**** PROVIDED INFORMATION ****
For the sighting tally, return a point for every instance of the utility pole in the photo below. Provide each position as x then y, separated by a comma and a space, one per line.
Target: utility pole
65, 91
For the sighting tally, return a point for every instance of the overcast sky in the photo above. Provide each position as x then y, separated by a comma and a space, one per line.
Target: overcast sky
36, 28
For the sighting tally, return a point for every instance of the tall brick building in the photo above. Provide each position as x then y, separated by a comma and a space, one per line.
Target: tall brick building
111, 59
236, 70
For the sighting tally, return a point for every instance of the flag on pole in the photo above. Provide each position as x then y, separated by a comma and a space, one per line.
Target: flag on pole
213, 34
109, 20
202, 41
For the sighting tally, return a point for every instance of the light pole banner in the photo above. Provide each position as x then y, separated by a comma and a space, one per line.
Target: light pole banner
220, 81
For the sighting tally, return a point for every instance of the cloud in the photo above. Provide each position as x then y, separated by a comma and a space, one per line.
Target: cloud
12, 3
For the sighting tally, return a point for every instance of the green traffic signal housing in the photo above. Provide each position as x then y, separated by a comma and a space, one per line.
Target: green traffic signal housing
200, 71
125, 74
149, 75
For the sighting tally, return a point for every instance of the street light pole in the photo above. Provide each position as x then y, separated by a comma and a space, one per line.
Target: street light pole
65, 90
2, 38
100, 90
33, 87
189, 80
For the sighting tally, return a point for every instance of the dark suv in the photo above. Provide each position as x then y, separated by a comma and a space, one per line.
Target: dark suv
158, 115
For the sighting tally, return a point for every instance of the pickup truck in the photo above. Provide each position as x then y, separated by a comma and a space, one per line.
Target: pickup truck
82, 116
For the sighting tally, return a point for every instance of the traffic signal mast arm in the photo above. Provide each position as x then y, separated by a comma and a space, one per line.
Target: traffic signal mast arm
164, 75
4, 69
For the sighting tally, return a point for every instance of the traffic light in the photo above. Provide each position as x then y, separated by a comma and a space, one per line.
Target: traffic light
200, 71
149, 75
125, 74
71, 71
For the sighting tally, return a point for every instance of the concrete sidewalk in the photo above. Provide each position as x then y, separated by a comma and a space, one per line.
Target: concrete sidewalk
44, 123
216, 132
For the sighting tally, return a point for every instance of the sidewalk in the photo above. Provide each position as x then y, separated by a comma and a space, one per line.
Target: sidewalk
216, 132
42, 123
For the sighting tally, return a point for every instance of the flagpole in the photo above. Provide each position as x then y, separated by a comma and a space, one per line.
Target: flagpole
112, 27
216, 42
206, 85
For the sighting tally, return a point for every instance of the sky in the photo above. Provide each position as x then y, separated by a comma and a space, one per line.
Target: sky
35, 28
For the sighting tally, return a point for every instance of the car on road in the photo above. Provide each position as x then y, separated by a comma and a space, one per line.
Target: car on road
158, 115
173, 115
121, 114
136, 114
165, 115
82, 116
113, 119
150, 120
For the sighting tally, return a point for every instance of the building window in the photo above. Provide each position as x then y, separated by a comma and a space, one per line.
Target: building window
****
WHAT YOU SHOULD DO: Reply by stating only how many lines in the listing hold the word "window".

RESULT: 2